-- 本文抜粋 --
----

<ノア:東京大会>◇1日◇日本武道館

 ノアの秋山準(39)が、GHCヘビー級王者佐々木健介(42=健介オフィス)を撃破し、約2年半ぶりに同王座に返り咲いた。今月いっぱいで打ち切られる日本テレビ系「プロレス・ノア中継」(日曜深夜)の最後の収録となった大会で、王者のパワーに苦しみながら22分46秒、新技の変形スターネスダストから片エビ固めで仕留めた。「もう1度、放送されるように頑張る」。国内メジャー団体の王者としてプロレスの存在感を示し、地上波の全国放送復活を目指す。

 秋山が佐々木のラリアット、ストラングルホールドなどに耐え抜いて反撃に出た。20分過ぎ、佐々木の北斗ボムを返すと、とどめを刺しにきたラリアットにカウンターのジャンピングニーで形勢逆転。最後は「無我夢中で落とした」という新技の変形スターネスダスト。逆転勝利に「佐々木さんはがんじょうだった」と、興奮気味に振り返った。

----

-- データ内容 --
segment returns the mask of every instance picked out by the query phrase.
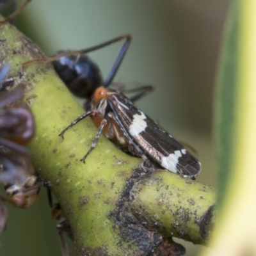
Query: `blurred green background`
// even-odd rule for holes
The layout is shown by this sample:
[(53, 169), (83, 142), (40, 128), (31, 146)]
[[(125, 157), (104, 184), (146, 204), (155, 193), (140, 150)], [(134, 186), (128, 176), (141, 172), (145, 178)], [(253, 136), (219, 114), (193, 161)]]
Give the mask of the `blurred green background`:
[[(197, 180), (214, 186), (212, 98), (228, 4), (228, 0), (33, 0), (15, 23), (49, 56), (131, 33), (131, 47), (115, 81), (128, 88), (155, 86), (138, 105), (196, 150), (202, 164)], [(90, 54), (104, 77), (121, 45)], [(0, 255), (61, 255), (44, 190), (31, 209), (8, 205)], [(185, 246), (187, 256), (196, 255), (200, 248), (189, 243)], [(74, 248), (72, 243), (70, 248)]]

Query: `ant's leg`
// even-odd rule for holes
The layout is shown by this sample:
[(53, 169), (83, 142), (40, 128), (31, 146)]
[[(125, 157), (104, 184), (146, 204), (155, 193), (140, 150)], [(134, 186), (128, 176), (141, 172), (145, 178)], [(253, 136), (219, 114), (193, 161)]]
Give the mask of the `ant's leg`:
[[(112, 39), (112, 40), (111, 40), (109, 41), (107, 41), (107, 42), (105, 42), (104, 43), (100, 44), (99, 45), (95, 45), (95, 46), (92, 46), (92, 47), (86, 48), (86, 49), (83, 49), (83, 50), (65, 52), (61, 53), (60, 54), (56, 55), (54, 57), (47, 58), (45, 58), (45, 59), (38, 59), (38, 60), (29, 60), (28, 61), (24, 62), (22, 64), (22, 66), (23, 67), (24, 66), (26, 66), (27, 65), (33, 63), (34, 62), (44, 62), (44, 63), (51, 62), (51, 61), (53, 61), (54, 60), (59, 60), (61, 57), (69, 56), (74, 55), (74, 54), (77, 54), (77, 55), (84, 54), (85, 53), (88, 53), (90, 52), (92, 52), (93, 51), (96, 51), (96, 50), (98, 50), (99, 49), (104, 48), (104, 47), (105, 47), (106, 46), (108, 46), (108, 45), (111, 45), (112, 44), (116, 43), (116, 42), (117, 42), (118, 41), (120, 41), (120, 40), (122, 40), (123, 39), (126, 39), (125, 40), (125, 44), (124, 44), (124, 46), (122, 47), (122, 49), (123, 49), (124, 45), (125, 45), (126, 44), (128, 44), (128, 46), (129, 46), (129, 44), (131, 42), (131, 38), (131, 38), (131, 36), (130, 35), (124, 35), (122, 36), (120, 36), (116, 37), (115, 38), (113, 38), (113, 39)], [(128, 48), (128, 47), (127, 46), (126, 48)], [(117, 63), (117, 62), (119, 62), (118, 65), (116, 64), (116, 65), (117, 65), (117, 68), (116, 68), (117, 69), (118, 69), (118, 67), (120, 66), (120, 64), (122, 62), (122, 59), (124, 58), (124, 56), (125, 53), (126, 52), (126, 50), (125, 51), (122, 51), (122, 49), (121, 49), (121, 51), (120, 51), (120, 52), (119, 53), (119, 55), (118, 55), (118, 56), (120, 55), (121, 55), (121, 57), (120, 58), (120, 60), (119, 60), (119, 61), (118, 61), (118, 57), (116, 60), (116, 62), (115, 62), (115, 63)], [(124, 52), (124, 53), (122, 53), (123, 52)], [(77, 60), (78, 60), (78, 59), (79, 59), (79, 58), (77, 58)], [(115, 67), (115, 65), (114, 64), (113, 67)], [(115, 74), (116, 72), (116, 70), (117, 70), (116, 68), (116, 71), (115, 72)], [(113, 70), (113, 68), (112, 68), (111, 70)], [(110, 73), (111, 72), (110, 72)], [(113, 79), (113, 77), (112, 77), (112, 79)]]
[(106, 119), (103, 119), (101, 121), (100, 123), (100, 126), (99, 127), (98, 132), (97, 132), (97, 134), (95, 136), (95, 138), (93, 140), (93, 141), (92, 144), (91, 148), (89, 149), (88, 152), (83, 156), (83, 157), (80, 160), (84, 162), (85, 163), (85, 159), (87, 157), (87, 156), (89, 155), (90, 153), (94, 149), (94, 148), (96, 146), (96, 144), (98, 141), (99, 138), (100, 138), (100, 136), (101, 133), (102, 132), (103, 128), (106, 125), (107, 125), (107, 120)]
[(119, 67), (120, 66), (122, 61), (124, 60), (124, 58), (128, 50), (129, 47), (131, 44), (131, 41), (132, 40), (132, 37), (130, 35), (124, 35), (123, 36), (122, 39), (125, 39), (125, 42), (123, 44), (123, 46), (121, 48), (120, 51), (116, 58), (116, 61), (115, 61), (114, 65), (113, 65), (108, 75), (107, 78), (103, 83), (104, 87), (106, 88), (109, 86), (109, 84), (112, 83), (113, 79), (114, 79)]

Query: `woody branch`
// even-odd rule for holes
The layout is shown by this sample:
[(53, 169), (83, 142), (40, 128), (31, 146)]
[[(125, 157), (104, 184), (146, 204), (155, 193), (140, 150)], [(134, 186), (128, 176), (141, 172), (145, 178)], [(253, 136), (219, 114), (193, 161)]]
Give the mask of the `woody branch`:
[(25, 84), (24, 100), (35, 115), (36, 134), (29, 145), (35, 166), (69, 218), (78, 255), (164, 255), (161, 246), (173, 244), (164, 237), (172, 236), (205, 243), (214, 220), (212, 188), (165, 170), (145, 173), (141, 159), (103, 136), (83, 164), (97, 128), (86, 118), (59, 137), (84, 110), (51, 64), (22, 67), (45, 55), (14, 27), (0, 27), (0, 44), (13, 87)]

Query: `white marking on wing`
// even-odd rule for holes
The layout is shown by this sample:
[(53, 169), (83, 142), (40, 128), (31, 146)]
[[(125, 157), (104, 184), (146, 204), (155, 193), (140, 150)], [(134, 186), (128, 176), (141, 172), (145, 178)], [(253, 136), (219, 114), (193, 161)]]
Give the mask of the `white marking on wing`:
[(145, 119), (147, 116), (140, 111), (141, 115), (135, 114), (133, 115), (132, 124), (129, 127), (129, 132), (132, 136), (136, 136), (144, 131), (147, 127), (147, 122)]
[(168, 170), (176, 173), (177, 172), (177, 164), (179, 162), (179, 158), (182, 156), (182, 152), (183, 153), (182, 151), (176, 150), (169, 156), (162, 157), (161, 165)]

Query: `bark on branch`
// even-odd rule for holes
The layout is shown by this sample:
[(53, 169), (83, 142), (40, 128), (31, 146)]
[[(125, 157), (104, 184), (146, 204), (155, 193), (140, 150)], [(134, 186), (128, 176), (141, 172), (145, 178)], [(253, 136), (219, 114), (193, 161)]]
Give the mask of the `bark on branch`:
[(84, 111), (51, 64), (22, 63), (44, 57), (29, 39), (7, 24), (0, 27), (0, 63), (13, 81), (26, 85), (24, 102), (35, 116), (29, 145), (38, 173), (68, 216), (77, 255), (180, 255), (172, 237), (205, 244), (214, 220), (212, 188), (165, 170), (141, 168), (141, 160), (117, 149), (102, 136), (88, 150), (97, 128), (90, 118), (60, 131)]

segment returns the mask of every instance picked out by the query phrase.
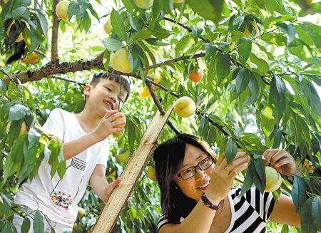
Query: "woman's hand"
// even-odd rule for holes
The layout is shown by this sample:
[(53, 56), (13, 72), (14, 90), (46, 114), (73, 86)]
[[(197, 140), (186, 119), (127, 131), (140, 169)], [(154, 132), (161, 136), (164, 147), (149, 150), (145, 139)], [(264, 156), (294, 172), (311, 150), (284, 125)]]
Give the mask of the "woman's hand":
[(238, 152), (235, 158), (228, 165), (225, 153), (220, 155), (212, 172), (205, 195), (214, 204), (218, 204), (230, 192), (234, 178), (249, 165), (245, 152)]
[(265, 165), (270, 165), (278, 172), (290, 176), (295, 173), (297, 167), (293, 157), (286, 150), (268, 149), (263, 153)]

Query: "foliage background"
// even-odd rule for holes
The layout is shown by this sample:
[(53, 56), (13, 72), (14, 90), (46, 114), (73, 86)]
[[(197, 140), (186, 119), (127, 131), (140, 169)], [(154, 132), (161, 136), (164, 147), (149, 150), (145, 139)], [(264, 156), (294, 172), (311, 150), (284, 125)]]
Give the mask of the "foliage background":
[[(321, 3), (155, 0), (153, 7), (145, 11), (132, 0), (115, 0), (113, 10), (108, 1), (77, 0), (70, 5), (70, 20), (60, 21), (52, 14), (57, 1), (0, 3), (1, 232), (14, 231), (12, 215), (20, 207), (13, 204), (14, 196), (26, 179), (32, 179), (42, 160), (50, 160), (53, 173), (63, 176), (66, 169), (60, 140), (46, 135), (41, 125), (55, 108), (81, 111), (83, 84), (91, 75), (103, 69), (121, 73), (108, 67), (108, 58), (110, 51), (123, 46), (123, 41), (131, 52), (131, 65), (138, 73), (123, 74), (129, 76), (133, 93), (123, 110), (128, 120), (124, 136), (108, 138), (112, 145), (106, 172), (109, 182), (126, 165), (117, 161), (116, 155), (123, 148), (133, 152), (161, 108), (155, 102), (160, 100), (167, 110), (178, 95), (188, 95), (197, 103), (198, 114), (181, 118), (173, 113), (170, 122), (179, 131), (201, 137), (218, 155), (226, 151), (232, 160), (237, 147), (250, 154), (255, 160), (246, 177), (239, 177), (244, 180), (245, 190), (253, 182), (264, 190), (262, 160), (255, 155), (262, 155), (267, 147), (285, 149), (307, 167), (302, 176), (284, 177), (282, 188), (274, 193), (276, 197), (280, 192), (292, 195), (302, 216), (302, 229), (270, 222), (268, 232), (320, 231), (321, 102), (315, 86), (321, 85), (321, 26), (319, 20), (311, 24), (300, 17), (318, 17)], [(109, 15), (113, 30), (108, 36), (103, 25)], [(12, 20), (16, 30), (8, 35)], [(26, 42), (16, 43), (21, 32)], [(157, 52), (157, 58), (151, 55), (151, 49)], [(35, 51), (37, 63), (21, 62), (22, 57)], [(151, 83), (143, 71), (149, 66), (146, 53), (150, 54), (153, 68), (159, 67), (162, 73), (154, 99), (140, 95), (146, 82)], [(13, 57), (18, 59), (6, 64)], [(188, 80), (195, 66), (204, 71), (204, 78), (196, 83)], [(18, 137), (24, 120), (29, 133)], [(159, 143), (175, 135), (175, 128), (165, 126)], [(153, 157), (148, 166), (153, 166)], [(146, 171), (113, 232), (156, 231), (161, 214), (159, 190)], [(86, 232), (103, 203), (88, 187), (79, 206), (86, 214), (76, 219), (74, 231)], [(46, 221), (40, 213), (36, 218), (37, 222)], [(41, 232), (41, 225), (36, 226), (36, 232)]]

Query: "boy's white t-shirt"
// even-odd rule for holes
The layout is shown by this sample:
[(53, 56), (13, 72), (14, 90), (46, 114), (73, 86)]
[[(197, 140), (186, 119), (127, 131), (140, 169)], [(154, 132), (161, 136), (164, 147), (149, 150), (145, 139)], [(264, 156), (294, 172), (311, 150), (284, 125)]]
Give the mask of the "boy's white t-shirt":
[[(59, 138), (63, 143), (86, 135), (74, 113), (54, 109), (43, 127), (44, 131)], [(78, 213), (77, 203), (82, 198), (97, 164), (106, 167), (109, 145), (99, 142), (68, 160), (62, 180), (57, 173), (51, 180), (51, 165), (41, 162), (38, 174), (18, 190), (14, 203), (42, 211), (54, 222), (73, 226)]]

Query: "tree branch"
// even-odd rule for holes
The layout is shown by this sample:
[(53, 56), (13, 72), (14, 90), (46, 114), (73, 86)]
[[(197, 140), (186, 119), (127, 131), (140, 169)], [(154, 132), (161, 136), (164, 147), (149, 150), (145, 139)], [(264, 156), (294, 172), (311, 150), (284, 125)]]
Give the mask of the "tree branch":
[[(180, 26), (182, 28), (185, 29), (186, 29), (187, 31), (188, 31), (190, 33), (192, 32), (192, 29), (190, 29), (189, 27), (188, 27), (187, 26), (185, 26), (185, 25), (183, 24), (180, 24), (180, 22), (178, 22), (178, 21), (175, 21), (175, 20), (173, 20), (173, 19), (169, 19), (169, 18), (167, 18), (167, 17), (164, 17), (164, 18), (163, 18), (163, 19), (167, 20), (167, 21), (170, 21), (170, 22), (172, 22), (172, 23), (175, 23), (175, 24), (177, 24), (178, 25)], [(201, 39), (202, 41), (203, 41), (205, 42), (205, 43), (210, 43), (209, 41), (205, 40), (205, 39), (203, 38), (202, 36), (200, 36), (200, 39)]]
[(84, 83), (77, 82), (76, 80), (69, 79), (69, 78), (66, 78), (58, 76), (53, 75), (53, 76), (49, 76), (48, 78), (52, 78), (63, 80), (63, 81), (67, 81), (67, 82), (71, 82), (71, 83), (74, 83), (82, 85), (82, 86), (86, 86), (86, 83)]
[(59, 29), (60, 19), (56, 14), (56, 6), (58, 3), (58, 0), (52, 1), (52, 38), (51, 38), (51, 62), (59, 63), (59, 57), (58, 56), (58, 31)]
[(0, 0), (0, 6), (2, 9), (4, 9), (4, 5), (6, 5), (6, 2), (4, 0)]

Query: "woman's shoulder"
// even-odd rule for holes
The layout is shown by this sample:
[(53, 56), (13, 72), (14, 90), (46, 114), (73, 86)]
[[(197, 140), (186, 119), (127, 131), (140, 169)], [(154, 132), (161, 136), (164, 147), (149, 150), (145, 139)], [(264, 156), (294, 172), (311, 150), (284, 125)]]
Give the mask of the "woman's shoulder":
[[(179, 222), (175, 223), (175, 224), (180, 224), (183, 222), (183, 221), (184, 221), (185, 218), (181, 217)], [(161, 227), (163, 227), (165, 224), (174, 224), (173, 222), (170, 222), (170, 220), (168, 219), (168, 217), (165, 214), (163, 214), (162, 216), (160, 216), (159, 220), (158, 220), (158, 230), (159, 232), (159, 229), (160, 229)]]

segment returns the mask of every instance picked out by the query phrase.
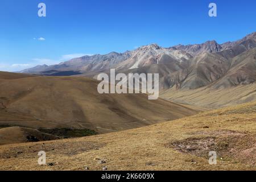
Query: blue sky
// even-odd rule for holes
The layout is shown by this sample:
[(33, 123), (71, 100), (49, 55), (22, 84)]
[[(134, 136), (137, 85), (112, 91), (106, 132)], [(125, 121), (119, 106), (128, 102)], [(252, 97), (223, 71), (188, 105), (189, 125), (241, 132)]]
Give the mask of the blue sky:
[[(41, 2), (46, 17), (38, 16)], [(217, 17), (208, 16), (210, 2), (217, 5)], [(255, 0), (1, 0), (0, 70), (154, 43), (235, 40), (256, 31), (255, 7)]]

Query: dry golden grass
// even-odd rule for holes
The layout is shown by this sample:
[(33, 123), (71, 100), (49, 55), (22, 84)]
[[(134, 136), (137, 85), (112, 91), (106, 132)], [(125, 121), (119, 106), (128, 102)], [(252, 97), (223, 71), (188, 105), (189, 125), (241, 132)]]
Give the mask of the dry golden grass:
[(171, 89), (161, 98), (176, 103), (187, 104), (208, 109), (218, 109), (256, 100), (256, 84), (215, 89), (209, 86), (193, 90)]
[[(255, 108), (253, 102), (125, 131), (2, 146), (0, 169), (256, 170)], [(208, 163), (212, 149), (217, 165)], [(38, 165), (42, 150), (52, 166)]]
[(6, 74), (0, 72), (0, 126), (85, 128), (107, 133), (198, 113), (162, 99), (148, 100), (143, 94), (100, 94), (98, 82), (93, 79), (9, 73), (13, 78), (6, 80)]

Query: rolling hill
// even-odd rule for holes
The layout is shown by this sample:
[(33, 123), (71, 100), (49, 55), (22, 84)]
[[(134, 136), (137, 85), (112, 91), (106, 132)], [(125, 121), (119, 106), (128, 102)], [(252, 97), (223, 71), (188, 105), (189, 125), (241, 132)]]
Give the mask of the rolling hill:
[[(255, 108), (252, 102), (117, 133), (2, 146), (0, 169), (256, 170)], [(38, 164), (40, 151), (47, 165)], [(209, 164), (210, 151), (216, 165)]]
[[(16, 73), (9, 73), (13, 78)], [(0, 79), (6, 73), (0, 72)], [(3, 75), (3, 76), (2, 76)], [(197, 111), (146, 94), (100, 94), (98, 82), (76, 77), (1, 79), (0, 126), (88, 129), (105, 133), (147, 126)]]

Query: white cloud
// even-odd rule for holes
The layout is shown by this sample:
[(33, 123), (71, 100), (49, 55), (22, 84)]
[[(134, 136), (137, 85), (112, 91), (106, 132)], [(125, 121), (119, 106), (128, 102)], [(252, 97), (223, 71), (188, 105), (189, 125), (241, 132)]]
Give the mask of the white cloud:
[(38, 38), (38, 40), (44, 41), (44, 40), (46, 40), (46, 39), (44, 39), (44, 38)]
[(31, 68), (33, 65), (30, 64), (1, 64), (0, 70), (2, 71), (18, 71)]
[[(47, 58), (34, 58), (24, 64), (5, 64), (0, 61), (0, 71), (7, 72), (16, 72), (23, 69), (31, 68), (38, 65), (46, 64), (48, 65), (58, 64), (63, 61), (68, 61), (76, 57), (80, 57), (85, 55), (90, 56), (92, 54), (88, 53), (73, 53), (65, 55), (60, 57), (59, 59), (51, 59)], [(3, 63), (3, 62), (2, 62)]]

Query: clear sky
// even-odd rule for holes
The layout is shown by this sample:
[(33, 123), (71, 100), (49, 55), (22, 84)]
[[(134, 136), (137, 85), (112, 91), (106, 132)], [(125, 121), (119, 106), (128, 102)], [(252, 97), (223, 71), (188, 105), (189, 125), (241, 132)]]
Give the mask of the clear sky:
[[(46, 17), (38, 15), (41, 2)], [(208, 16), (210, 2), (217, 17)], [(154, 43), (235, 40), (256, 31), (255, 7), (255, 0), (1, 0), (0, 70)]]

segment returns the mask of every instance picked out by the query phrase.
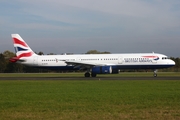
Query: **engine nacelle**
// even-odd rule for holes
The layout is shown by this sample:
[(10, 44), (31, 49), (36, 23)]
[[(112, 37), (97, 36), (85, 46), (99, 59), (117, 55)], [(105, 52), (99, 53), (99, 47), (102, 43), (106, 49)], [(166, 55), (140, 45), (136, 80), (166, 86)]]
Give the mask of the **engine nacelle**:
[(92, 73), (95, 73), (95, 74), (111, 74), (112, 73), (112, 67), (111, 66), (93, 67)]

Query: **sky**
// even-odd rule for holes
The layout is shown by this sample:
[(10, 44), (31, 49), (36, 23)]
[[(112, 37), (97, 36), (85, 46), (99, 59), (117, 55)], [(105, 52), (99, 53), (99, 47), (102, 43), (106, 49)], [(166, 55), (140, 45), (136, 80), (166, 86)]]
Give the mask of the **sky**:
[(35, 52), (180, 57), (180, 0), (0, 0), (0, 52), (18, 33)]

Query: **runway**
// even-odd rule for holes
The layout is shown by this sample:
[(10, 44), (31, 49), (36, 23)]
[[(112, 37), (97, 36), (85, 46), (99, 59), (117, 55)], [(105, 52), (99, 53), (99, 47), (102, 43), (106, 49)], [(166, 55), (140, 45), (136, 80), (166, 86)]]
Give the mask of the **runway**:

----

-- 課題一覧 --
1) 試合記事の「秋山が佐々木のラリアット、ストラングルホールドなどに耐え抜いて反撃に出た。」という一文を英語に訳すこと。
2) 試合記事を、最後の文の後から書き継ぐこと。

-- 課題の解答 --
1) Akiyama endured Sasaki's lariats, stranglehold and other moves, then went on the counterattack.

2)
 昨年12月の同王座挑戦者決定戦で森嶋猛(30)を撃破し挑戦が決定。「負ければ最後のタイトル戦」と予告し、退路を断った。長期戦を覚悟して連日、約1時間のランニングで約5キロ体重を減らした。先月下旬、インフルエンザにかかった12歳の娘と接触を避け、自宅でマスクをして体調管理。「テレビ中継最後の王者が、他団体の選手じゃかっこ悪い」と、団体の看板を背負い、リングに立った。

 自律神経障害と格闘している。27歳で発症し、狭い部屋や、風呂場などで突然、動悸(どうき)や息切れに苦しめられるという。試合中に発症し、わざと場外に落ちてリング下に頭を入れてしのいだこともある。症状は和らいだが、まだ薬は手放せない。4月からは帝京平成大で講師として、自律神経障害について講義を担当する予定だ。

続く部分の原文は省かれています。